### MATERIAL PROVIDED
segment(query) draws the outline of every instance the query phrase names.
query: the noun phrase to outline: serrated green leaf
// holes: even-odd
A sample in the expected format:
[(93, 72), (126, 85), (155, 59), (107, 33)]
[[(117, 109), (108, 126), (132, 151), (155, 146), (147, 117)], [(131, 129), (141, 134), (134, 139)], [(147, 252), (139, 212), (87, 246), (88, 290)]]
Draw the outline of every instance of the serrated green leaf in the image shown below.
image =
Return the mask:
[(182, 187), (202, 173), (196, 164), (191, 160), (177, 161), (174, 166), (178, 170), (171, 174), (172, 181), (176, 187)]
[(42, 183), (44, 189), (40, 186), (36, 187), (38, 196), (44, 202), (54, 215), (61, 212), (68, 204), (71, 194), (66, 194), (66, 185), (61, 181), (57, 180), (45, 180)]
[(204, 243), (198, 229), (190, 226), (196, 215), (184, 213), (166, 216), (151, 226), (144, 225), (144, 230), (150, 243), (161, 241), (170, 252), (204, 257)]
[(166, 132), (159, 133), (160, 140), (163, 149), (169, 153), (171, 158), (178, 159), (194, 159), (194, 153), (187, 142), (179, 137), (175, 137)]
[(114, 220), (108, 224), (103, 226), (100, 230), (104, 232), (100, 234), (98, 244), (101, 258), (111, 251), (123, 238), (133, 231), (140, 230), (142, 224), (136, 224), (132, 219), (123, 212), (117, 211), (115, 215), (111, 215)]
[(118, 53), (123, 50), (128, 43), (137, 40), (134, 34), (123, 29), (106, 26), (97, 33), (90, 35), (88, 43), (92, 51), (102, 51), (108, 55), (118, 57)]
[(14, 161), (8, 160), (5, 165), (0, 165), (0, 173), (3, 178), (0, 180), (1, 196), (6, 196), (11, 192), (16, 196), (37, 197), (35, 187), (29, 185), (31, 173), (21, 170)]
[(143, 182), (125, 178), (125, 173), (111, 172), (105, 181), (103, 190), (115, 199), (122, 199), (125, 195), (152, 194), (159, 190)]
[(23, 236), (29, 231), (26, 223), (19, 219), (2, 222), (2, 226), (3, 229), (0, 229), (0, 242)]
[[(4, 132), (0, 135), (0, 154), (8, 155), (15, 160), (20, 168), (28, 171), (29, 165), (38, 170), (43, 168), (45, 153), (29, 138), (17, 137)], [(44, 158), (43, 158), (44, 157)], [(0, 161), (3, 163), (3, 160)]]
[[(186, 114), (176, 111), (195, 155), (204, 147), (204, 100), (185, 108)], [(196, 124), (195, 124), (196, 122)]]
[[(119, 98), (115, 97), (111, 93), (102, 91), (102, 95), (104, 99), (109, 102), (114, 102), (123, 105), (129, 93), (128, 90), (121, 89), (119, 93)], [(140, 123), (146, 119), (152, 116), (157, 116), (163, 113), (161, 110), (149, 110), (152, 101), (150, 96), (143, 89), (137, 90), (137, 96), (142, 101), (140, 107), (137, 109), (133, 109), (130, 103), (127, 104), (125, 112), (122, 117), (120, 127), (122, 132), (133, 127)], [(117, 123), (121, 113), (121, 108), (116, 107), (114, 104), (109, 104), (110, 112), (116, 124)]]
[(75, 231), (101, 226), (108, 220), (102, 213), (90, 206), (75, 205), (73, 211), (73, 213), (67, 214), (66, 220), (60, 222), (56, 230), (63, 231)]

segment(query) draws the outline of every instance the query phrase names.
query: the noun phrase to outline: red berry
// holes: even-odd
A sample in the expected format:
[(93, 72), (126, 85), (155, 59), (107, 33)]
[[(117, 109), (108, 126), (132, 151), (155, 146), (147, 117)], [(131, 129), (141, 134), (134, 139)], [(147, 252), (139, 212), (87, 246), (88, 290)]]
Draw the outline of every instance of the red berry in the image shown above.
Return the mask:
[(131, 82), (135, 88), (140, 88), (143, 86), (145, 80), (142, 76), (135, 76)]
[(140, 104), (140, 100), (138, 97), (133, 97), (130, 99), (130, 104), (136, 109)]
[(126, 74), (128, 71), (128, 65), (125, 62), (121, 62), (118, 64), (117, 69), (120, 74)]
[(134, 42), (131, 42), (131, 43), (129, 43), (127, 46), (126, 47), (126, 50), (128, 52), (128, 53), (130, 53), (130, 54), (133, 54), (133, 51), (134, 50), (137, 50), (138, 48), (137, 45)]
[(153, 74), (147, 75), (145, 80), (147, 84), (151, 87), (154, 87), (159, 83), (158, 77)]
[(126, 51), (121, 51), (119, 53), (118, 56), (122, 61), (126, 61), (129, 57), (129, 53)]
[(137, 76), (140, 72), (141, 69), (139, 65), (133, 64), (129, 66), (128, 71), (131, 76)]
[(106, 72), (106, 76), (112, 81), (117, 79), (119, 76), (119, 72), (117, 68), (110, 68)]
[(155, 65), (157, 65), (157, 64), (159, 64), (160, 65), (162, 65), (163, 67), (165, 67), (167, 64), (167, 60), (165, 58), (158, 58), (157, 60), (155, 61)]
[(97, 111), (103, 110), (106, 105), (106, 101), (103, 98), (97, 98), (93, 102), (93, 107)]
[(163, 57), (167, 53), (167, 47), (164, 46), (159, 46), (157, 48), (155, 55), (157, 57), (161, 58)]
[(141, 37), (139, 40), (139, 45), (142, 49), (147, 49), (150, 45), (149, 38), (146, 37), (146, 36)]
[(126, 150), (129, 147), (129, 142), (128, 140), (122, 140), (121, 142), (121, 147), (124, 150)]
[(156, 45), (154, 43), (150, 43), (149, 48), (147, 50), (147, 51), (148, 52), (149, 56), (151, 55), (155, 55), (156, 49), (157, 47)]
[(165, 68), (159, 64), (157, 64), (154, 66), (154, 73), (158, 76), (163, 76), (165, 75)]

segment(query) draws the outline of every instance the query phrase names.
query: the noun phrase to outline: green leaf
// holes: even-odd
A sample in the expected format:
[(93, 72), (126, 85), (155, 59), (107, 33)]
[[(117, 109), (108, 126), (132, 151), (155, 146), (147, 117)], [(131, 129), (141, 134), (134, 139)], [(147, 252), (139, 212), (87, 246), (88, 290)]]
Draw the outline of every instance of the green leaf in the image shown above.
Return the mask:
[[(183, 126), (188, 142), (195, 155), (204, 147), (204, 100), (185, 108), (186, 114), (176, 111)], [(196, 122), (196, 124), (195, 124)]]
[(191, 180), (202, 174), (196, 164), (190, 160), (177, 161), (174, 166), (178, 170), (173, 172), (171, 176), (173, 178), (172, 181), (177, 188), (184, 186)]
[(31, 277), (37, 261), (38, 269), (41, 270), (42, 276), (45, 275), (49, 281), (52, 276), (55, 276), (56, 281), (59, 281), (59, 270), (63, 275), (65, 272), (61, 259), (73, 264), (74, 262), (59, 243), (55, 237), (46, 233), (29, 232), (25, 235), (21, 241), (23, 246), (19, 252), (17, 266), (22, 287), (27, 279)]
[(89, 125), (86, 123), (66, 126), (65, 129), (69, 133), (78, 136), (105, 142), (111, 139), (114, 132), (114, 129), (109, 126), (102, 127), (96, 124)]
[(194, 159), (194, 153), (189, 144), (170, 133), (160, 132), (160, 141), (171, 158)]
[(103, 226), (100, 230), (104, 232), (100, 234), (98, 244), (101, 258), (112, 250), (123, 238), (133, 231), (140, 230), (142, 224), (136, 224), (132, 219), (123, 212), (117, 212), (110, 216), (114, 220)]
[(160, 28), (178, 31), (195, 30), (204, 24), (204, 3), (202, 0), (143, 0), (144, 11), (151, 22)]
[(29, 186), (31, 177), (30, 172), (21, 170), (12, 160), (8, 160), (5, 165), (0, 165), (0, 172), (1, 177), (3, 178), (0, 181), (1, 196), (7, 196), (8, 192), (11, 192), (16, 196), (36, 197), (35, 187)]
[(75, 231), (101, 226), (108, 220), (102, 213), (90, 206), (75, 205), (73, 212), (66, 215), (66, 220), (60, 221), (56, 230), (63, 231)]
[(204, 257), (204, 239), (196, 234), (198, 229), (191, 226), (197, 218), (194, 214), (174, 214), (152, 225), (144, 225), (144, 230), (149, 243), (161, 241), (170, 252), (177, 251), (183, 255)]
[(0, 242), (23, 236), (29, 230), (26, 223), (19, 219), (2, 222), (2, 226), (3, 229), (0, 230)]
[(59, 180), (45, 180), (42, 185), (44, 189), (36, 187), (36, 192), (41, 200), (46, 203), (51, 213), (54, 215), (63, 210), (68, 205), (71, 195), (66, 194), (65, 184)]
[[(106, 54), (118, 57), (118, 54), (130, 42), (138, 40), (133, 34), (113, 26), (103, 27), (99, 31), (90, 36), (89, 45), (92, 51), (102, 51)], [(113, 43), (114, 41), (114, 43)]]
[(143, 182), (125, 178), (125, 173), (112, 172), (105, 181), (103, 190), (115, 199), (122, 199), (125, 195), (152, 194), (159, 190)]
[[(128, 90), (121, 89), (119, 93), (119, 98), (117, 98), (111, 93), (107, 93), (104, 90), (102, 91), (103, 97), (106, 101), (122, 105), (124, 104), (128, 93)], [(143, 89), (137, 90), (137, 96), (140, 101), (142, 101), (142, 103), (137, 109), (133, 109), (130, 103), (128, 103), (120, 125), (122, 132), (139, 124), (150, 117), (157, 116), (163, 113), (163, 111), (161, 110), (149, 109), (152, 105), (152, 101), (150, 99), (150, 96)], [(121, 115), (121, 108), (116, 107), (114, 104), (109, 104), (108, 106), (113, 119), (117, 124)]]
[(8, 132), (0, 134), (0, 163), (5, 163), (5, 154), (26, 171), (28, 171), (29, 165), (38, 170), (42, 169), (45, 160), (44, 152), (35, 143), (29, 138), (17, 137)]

### YOUR GOAL
Gather each line in the listing above that contains the word "serrated", and copy those lines out unchanged.

### SOLUTION FOR THIS PROBLEM
query: the noun phrase to outline: serrated green leaf
Draw the outline of every instance of the serrated green leaf in the image shown below.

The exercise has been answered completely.